ASSIGNMENT:
Go through the material and copy each line that includes "face".

RECORDS:
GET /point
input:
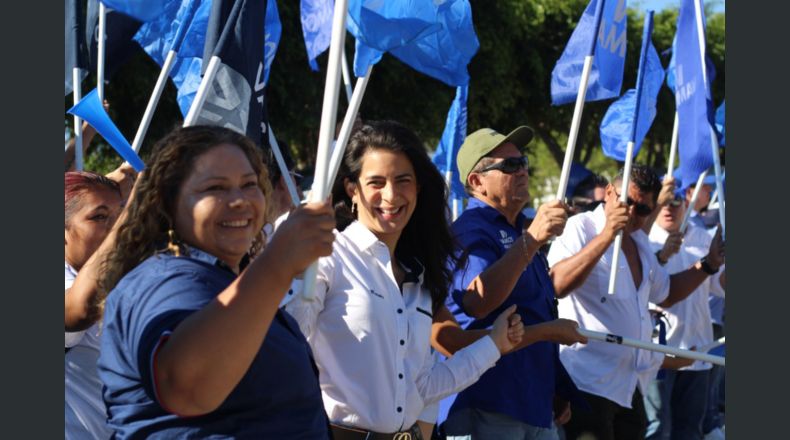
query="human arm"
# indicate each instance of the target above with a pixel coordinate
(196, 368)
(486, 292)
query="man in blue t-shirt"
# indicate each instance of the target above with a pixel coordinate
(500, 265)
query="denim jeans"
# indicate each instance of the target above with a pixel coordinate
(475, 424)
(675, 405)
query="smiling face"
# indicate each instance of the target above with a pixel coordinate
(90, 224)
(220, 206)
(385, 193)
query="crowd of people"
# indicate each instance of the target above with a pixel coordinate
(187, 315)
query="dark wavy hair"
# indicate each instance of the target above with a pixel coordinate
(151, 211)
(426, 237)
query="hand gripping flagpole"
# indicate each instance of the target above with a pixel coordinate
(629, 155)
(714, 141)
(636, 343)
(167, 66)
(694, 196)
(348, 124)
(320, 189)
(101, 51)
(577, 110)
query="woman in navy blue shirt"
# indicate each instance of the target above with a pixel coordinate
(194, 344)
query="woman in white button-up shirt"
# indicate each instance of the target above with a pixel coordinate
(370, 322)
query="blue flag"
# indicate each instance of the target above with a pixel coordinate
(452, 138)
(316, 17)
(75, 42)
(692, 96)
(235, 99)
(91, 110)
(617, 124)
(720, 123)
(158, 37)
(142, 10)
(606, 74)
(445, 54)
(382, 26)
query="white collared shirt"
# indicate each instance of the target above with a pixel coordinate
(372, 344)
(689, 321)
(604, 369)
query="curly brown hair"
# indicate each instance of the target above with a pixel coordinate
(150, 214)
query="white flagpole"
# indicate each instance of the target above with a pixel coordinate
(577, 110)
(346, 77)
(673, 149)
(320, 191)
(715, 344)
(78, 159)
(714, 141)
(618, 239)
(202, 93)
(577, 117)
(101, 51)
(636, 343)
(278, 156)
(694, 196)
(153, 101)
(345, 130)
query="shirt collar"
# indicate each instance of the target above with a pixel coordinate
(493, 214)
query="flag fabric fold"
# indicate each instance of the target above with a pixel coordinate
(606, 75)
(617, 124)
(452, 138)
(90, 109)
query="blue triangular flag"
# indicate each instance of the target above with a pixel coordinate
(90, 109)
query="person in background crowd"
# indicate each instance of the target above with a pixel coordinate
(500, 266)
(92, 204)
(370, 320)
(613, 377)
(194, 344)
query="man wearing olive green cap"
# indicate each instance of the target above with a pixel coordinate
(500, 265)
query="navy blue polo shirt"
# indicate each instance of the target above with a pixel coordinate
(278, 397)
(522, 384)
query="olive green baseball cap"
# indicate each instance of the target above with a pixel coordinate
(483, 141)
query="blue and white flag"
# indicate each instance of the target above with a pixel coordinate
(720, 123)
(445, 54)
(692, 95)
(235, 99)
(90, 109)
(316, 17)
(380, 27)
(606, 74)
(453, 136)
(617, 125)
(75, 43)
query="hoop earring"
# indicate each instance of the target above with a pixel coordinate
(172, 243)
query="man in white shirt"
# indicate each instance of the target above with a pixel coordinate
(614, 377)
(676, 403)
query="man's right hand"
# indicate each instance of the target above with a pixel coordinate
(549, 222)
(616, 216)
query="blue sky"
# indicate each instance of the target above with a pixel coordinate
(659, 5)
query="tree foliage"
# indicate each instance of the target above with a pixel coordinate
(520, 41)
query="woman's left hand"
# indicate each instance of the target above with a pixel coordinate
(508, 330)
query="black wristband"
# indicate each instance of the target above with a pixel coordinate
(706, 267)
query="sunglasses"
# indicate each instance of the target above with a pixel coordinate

==

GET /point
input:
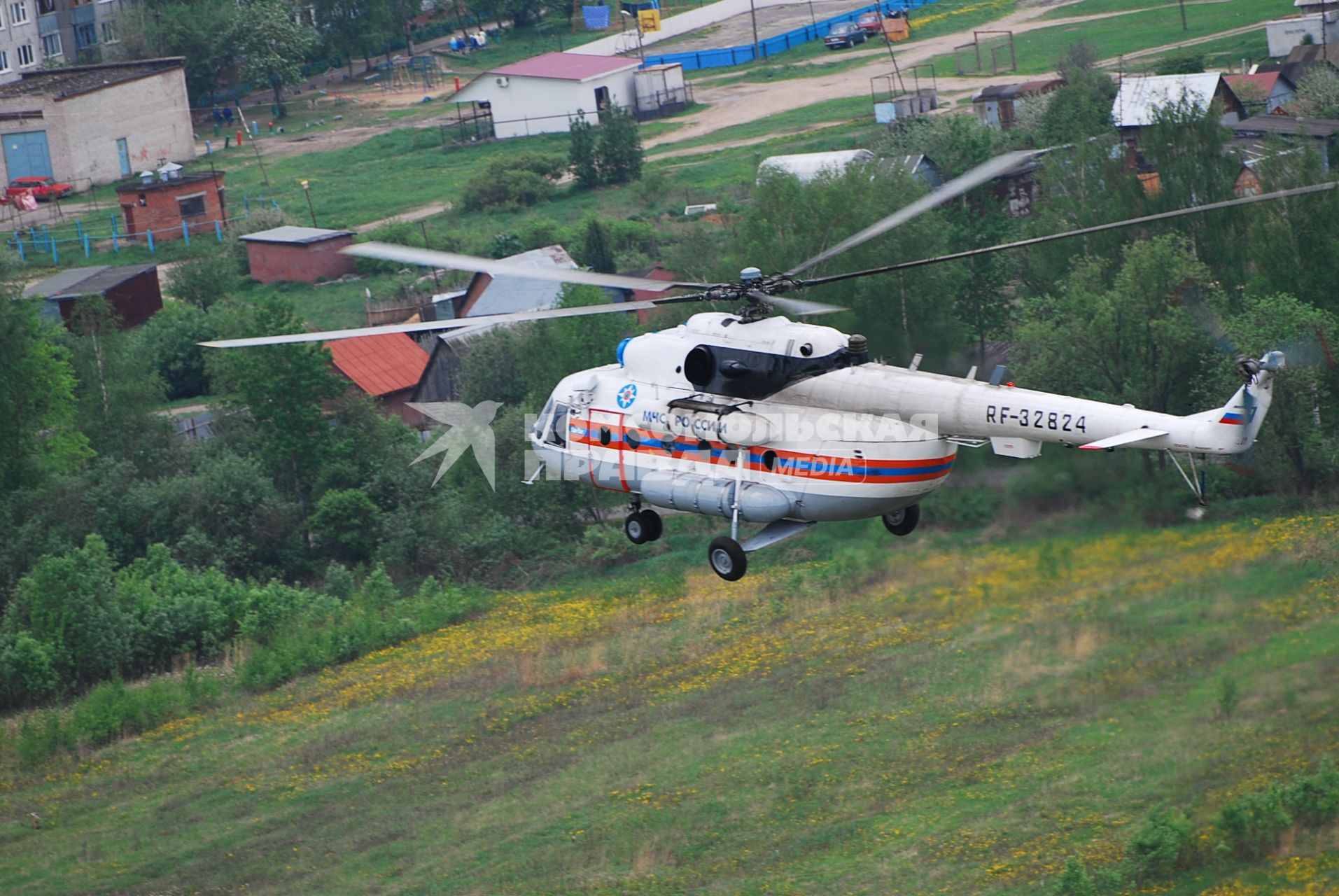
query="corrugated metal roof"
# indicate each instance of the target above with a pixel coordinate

--

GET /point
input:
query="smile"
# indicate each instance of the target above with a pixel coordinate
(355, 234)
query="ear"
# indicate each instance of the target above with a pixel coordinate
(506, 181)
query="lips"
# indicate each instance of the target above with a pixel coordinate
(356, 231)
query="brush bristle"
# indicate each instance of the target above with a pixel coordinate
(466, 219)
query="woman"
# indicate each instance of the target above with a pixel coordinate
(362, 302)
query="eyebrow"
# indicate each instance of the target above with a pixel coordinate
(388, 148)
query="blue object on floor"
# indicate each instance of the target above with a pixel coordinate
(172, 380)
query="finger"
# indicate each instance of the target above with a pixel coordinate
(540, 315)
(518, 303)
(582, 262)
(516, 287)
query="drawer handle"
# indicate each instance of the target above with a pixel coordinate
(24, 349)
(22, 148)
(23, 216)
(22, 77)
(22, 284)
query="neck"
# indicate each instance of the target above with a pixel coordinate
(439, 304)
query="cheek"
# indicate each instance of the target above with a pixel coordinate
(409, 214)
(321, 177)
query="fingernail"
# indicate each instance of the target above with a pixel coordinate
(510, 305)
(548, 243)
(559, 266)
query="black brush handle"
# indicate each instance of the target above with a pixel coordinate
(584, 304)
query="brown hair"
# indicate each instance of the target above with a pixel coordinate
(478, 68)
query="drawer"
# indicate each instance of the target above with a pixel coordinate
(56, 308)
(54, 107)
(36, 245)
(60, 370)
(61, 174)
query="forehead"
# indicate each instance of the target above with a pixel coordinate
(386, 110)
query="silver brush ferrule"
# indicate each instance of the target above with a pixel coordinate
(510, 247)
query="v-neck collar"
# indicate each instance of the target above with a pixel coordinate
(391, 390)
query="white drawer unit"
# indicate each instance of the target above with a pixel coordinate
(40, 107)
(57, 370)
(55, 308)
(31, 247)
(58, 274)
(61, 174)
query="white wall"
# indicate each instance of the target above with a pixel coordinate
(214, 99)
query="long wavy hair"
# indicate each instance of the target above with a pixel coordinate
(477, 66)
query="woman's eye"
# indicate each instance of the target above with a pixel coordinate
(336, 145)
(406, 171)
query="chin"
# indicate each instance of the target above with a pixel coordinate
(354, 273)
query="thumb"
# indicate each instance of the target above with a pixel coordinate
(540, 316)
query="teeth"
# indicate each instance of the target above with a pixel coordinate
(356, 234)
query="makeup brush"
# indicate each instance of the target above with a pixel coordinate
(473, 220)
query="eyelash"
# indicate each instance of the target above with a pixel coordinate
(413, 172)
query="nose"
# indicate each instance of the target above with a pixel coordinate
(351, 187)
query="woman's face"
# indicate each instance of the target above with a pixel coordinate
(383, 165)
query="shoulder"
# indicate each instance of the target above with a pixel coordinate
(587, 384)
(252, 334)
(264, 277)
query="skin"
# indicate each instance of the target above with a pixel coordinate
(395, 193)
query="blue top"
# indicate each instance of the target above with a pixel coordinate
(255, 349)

EXERCISE RESULT:
query="smiling face"
query="woman's face"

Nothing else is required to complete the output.